**How to complete this task**: Only lines with the word "gilded" belong in the answer; copy them from the records below.

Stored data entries

┄┄┄┄┄┄

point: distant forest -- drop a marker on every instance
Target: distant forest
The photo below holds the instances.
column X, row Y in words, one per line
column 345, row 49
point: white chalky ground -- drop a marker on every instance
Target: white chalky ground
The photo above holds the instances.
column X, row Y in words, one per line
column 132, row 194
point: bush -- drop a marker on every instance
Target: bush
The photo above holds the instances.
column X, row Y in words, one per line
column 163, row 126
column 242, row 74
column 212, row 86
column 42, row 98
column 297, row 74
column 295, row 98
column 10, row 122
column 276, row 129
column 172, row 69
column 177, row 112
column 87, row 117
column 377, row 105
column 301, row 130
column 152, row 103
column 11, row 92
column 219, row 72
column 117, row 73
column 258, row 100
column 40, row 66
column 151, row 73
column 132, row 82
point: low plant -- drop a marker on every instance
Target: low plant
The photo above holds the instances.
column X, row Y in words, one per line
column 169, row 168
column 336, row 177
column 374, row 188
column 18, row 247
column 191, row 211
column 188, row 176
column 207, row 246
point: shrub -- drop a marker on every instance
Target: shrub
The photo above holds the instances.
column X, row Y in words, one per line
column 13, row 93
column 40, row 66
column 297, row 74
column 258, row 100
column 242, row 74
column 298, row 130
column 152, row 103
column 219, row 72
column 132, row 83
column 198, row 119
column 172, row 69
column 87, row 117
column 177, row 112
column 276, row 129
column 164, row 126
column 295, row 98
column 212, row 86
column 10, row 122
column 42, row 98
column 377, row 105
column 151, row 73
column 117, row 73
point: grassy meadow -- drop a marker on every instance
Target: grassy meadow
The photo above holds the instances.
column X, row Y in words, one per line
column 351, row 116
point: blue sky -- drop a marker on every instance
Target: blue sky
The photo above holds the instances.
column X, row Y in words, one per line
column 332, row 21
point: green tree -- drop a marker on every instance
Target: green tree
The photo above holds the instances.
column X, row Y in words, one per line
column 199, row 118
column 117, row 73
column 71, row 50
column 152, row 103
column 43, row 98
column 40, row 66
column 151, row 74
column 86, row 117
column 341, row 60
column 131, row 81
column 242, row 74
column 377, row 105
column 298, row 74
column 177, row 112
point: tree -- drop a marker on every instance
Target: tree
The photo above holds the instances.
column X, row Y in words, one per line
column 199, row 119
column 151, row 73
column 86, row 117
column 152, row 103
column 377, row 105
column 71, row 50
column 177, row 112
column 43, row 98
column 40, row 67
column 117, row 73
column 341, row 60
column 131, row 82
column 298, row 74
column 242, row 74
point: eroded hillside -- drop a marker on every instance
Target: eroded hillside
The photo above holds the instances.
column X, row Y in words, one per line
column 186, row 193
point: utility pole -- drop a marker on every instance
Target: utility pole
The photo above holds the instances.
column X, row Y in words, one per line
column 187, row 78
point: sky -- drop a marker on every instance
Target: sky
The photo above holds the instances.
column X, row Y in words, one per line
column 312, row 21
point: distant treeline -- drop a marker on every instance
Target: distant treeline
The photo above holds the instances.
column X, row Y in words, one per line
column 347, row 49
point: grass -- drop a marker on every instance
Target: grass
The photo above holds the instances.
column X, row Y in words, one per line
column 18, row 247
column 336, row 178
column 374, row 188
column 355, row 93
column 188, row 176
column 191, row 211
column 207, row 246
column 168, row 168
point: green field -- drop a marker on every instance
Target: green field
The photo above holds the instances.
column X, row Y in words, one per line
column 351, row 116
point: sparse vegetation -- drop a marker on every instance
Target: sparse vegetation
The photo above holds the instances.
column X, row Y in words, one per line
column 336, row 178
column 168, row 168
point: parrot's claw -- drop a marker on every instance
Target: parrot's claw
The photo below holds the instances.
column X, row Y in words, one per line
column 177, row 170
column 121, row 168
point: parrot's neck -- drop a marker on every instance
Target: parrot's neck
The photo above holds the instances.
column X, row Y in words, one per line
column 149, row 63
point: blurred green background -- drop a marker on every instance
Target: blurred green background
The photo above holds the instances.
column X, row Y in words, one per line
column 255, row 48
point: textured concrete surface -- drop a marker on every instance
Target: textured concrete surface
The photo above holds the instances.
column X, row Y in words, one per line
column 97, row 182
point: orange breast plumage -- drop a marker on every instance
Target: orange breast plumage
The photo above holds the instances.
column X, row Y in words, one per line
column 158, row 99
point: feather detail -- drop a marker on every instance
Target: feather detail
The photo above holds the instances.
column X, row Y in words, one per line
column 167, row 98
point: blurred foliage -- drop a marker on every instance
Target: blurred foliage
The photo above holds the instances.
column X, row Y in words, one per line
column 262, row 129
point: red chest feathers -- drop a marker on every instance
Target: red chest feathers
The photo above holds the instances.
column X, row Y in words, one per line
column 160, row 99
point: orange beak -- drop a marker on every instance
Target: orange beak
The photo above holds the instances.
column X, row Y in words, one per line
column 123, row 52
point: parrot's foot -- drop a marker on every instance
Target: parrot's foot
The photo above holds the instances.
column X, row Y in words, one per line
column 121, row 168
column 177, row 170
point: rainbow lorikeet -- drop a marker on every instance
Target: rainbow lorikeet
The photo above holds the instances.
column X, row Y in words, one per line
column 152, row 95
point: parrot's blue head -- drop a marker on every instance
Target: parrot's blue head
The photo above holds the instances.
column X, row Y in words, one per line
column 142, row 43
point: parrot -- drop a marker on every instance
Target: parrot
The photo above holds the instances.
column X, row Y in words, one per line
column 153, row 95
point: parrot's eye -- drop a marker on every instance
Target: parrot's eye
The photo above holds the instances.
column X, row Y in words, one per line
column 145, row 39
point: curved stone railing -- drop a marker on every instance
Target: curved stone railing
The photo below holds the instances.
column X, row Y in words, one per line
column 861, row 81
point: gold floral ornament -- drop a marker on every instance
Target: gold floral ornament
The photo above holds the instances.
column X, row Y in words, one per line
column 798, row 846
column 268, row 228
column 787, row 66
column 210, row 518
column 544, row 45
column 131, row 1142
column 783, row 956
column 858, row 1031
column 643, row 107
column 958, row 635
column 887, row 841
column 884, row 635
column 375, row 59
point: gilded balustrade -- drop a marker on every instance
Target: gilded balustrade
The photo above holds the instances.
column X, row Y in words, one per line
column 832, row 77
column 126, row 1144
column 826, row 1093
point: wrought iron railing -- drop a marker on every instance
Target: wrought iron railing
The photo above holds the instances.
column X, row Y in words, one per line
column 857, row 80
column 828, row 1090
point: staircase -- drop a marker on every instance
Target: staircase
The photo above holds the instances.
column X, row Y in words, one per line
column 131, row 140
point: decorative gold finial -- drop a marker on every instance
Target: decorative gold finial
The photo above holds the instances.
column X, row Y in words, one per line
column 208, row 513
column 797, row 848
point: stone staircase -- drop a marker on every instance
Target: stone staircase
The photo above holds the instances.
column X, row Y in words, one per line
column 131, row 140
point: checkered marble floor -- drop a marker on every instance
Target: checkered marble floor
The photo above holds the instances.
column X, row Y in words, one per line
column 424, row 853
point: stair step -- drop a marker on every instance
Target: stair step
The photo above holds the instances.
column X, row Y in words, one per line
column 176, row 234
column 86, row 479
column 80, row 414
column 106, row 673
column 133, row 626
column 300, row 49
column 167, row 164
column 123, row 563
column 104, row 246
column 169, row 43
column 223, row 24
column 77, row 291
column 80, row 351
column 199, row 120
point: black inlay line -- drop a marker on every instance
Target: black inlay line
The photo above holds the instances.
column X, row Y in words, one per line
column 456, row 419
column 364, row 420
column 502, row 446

┄┄┄┄┄┄

**Final answer**:
point: gilded balustrade -- drop a marker on every instance
Target: gilded balustrade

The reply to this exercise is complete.